** start TEXT EXCERPT **

Add an "early rematerialisation" pass

Thu Dec 14 19:32:00 GMT 2017

On December 14, 2017 8:26:49 PM GMT+01:00, Richard Sandiford <richard.sandiford@linaro.org> wrote:
>Jeff Law <law@redhat.com> writes:
>> On 12/14/2017 04:09 AM, Richard Biener wrote:
>>> On Fri, Nov 17, 2017 at 4:58 PM, Richard Sandiford
>>> <richard.sandiford@linaro.org> wrote:
>>>> This patch looks for pseudo registers that are live across a call
>>>> and for which no call-preserved hard registers exist.  It then
>>>> recomputes the pseudos as necessary to ensure that they are no
>>>> longer live across a call.  The comment at the head of the file
>>>> describes the approach.
>>>>
>>>> A new target hook selects which modes should be treated in this
>way.
>>>> By default none are, in which case the pass is skipped very early.
>>>>
>>>> It might also be worth looking for cases like:
>>>>
>>>>    C1: R1 := f (...)
>>>>    ...
>>>>    C2: R2 := f (...)
>>>>    C3: R1 := C2
>>>>
>>>> and giving the same value number to C1 and C3, effectively treating
>>>> it like:
>>>>
>>>>    C1: R1 := f (...)
>>>>    ...
>>>>    C2: R2 := f (...)
>>>>    C3: R1 := f (...)
>>>>
>>>> Another (much more expensive) enhancement would be to apply value
>>>> numbering to all pseudo registers (not just rematerialisation
>>>> candidates), so that we can handle things like:
>>>>
>>>>   C1: R1 := f (...R2...)
>>>>   ...
>>>>   C2: R1 := f (...R3...)
>>>>
>>>> where R2 and R3 hold the same value.  But the current pass seems
>>>> to catch the vast majority of cases.
>>>>
>>>> Tested on aarch64-linux-gnu (with and without SVE),
>x86_64-linux-gnu
>>>> and powerpc64le-linux-gnu.  OK to install?
>>> 
>>> Can you tell anything about the complexity of the algorithm?
>
>Have to get back to you on that one. :-)
>
>>> How does it relate to what LRA can do?  AFAIK LRA doesn't try to
>find
>>> any global optimal solution and previous hardreg assignments may
>work
>>> against it?
>
>Yeah, both of those are problems.  But the more important problem is
>that it can't increase the live ranges of input registers as easily.

** end TEXT EXCERPT **
** start SUPPLIED RECORDS **

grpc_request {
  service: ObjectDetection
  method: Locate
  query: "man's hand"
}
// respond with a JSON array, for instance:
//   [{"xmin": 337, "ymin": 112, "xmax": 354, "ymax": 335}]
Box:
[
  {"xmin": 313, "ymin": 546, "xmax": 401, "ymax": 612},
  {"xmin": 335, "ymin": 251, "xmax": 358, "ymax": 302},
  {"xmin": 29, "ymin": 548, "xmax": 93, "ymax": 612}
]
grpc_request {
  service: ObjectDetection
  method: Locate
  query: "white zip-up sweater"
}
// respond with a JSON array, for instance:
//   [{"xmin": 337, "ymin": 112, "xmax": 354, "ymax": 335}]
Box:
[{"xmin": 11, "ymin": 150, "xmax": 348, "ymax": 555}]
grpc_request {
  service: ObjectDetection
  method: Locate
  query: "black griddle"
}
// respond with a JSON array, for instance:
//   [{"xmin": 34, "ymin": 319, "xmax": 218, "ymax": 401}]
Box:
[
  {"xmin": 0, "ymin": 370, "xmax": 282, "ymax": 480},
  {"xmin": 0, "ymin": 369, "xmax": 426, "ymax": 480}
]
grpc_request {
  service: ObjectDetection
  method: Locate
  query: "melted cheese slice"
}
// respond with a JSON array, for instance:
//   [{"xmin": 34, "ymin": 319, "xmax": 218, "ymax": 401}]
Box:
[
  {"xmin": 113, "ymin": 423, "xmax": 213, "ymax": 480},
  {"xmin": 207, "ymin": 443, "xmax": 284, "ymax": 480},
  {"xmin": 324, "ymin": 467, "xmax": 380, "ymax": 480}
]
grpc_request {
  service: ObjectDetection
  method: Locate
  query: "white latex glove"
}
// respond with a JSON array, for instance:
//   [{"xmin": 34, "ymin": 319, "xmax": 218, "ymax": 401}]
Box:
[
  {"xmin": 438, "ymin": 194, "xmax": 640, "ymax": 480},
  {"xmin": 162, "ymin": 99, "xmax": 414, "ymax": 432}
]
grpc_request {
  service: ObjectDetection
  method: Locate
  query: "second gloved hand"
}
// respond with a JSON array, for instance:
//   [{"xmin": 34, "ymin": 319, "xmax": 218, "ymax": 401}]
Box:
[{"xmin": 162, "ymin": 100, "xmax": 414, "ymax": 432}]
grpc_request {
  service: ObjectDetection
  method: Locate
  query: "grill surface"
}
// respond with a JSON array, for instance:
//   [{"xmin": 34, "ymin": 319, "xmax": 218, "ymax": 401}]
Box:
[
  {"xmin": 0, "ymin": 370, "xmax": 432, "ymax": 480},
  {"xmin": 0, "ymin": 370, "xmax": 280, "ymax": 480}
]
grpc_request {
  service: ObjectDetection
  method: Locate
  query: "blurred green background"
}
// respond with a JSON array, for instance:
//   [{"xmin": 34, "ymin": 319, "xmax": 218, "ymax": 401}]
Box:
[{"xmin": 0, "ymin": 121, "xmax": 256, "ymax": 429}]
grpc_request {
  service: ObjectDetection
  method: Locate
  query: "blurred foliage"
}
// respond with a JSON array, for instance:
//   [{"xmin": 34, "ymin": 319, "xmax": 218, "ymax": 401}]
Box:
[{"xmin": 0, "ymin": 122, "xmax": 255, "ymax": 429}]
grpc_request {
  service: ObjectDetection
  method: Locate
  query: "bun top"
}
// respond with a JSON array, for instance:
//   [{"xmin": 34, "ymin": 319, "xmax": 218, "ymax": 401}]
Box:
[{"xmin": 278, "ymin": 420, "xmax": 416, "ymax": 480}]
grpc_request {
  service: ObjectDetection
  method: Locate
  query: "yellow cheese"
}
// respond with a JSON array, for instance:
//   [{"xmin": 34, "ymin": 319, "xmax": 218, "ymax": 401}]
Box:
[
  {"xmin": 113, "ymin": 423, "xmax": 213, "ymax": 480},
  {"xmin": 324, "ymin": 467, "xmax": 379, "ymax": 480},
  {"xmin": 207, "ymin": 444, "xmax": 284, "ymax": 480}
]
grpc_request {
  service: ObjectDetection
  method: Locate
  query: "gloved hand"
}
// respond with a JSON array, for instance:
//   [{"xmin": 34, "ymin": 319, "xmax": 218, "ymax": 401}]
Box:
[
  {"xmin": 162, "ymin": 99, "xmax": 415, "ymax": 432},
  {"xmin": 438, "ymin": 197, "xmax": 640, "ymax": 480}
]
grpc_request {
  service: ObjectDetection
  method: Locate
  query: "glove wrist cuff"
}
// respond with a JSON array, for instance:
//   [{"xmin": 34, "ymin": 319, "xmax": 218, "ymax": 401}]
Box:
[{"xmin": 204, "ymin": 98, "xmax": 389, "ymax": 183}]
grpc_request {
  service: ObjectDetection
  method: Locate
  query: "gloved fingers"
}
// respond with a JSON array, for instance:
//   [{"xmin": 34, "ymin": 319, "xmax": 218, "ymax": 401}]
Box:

** end SUPPLIED RECORDS **

### WRITTEN PROBLEM 1:
In the thread about the early rematerialization pass, which targets was the patch tested on?
### WRITTEN PROBLEM 2:
List each line of the rows that contains the word "gloved".
The rows have no connection to the thread about the early rematerialization pass.

### FINAL ANSWER 1:
aarch64-linux-gnu (with and without SVE), x86_64-linux-gnu and powerpc64le-linux-gnu.

### FINAL ANSWER 2:
  query: "second gloved hand"
  query: "gloved hand"
  query: "gloved fingers"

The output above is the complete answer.